__TEXT__.
::::::

Robert M. Hahn (August 25, 1925 – July 28, 2009) was a professional basketball player who spent one season in the National Basketball Association as a member of the Chicago Stags during the 1949–50 season. He attended North Carolina State University.

N.C. State basketball's 6'10" Center, #82 Bob Hahn of Ann Arbor, Michigan

The Harlem Globetrotters (1951)… Thomas Gomez, Dorothy Dandridge, Bill Walker, Angela Clarke.  Young Bill Townsend drops out of college to join the famous independent Trotter team. He also finds romance along the way. "Goose" Tatum and fancy dribbler Marcus Haynes were the star players of the Globetrotters at the time and Abe Saperstein was the owner. Tatum, Haynes, Babe Presley, Ermer Robinson, Duke Cumberland, Clarence Wilson, Pop Gates, Frank Washington, Ted Strong and other current team members appear in the film as themselves. Also featured is a lot of actual game footage (three times against the Celtics with Tony Lavelli and Big Bob Hahn) including their famous "Sweet Georgia Brown" warm-up routine. [Along with making the film, the team toured Major League Baseball stadiums that year and went on their first tour of South America.]

Career
Ann Arbor High School - Michigan (High School)
1946-47 North Carolina State University (College) 
1948-49 North Carolina State University (College)
1949-50 Chicago Stags (NBA)

::::::

__STATED TASK A__. Reproduce the listing below line for line, without changing anything.
The listing that follows is unrelated to the Bob Hahn text.

::::::

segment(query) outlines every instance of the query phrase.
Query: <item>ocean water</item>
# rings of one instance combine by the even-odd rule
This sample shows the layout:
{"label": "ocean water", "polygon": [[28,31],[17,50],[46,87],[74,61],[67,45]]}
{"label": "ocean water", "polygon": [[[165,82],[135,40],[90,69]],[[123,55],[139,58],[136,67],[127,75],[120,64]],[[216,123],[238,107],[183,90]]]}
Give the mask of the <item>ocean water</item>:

::::::

__STATED TASK B__. In the Bob Hahn text, which actors are named right after "The Harlem Globetrotters (1951)…"?

__CORRECT OUTPUT A__.
segment(query) outlines every instance of the query phrase.
Query: <item>ocean water</item>
# rings of one instance combine by the even-odd rule
This sample shows the layout:
{"label": "ocean water", "polygon": [[28,31],[17,50],[46,87],[74,61],[67,45]]}
{"label": "ocean water", "polygon": [[[165,82],[135,40],[90,69]],[[123,55],[139,58],[136,67],[127,75],[120,64]],[[216,123],[238,107],[183,90]]]}
Give the mask of the <item>ocean water</item>:

__CORRECT OUTPUT B__. Thomas Gomez, Dorothy Dandridge, Bill Walker, Angela Clarke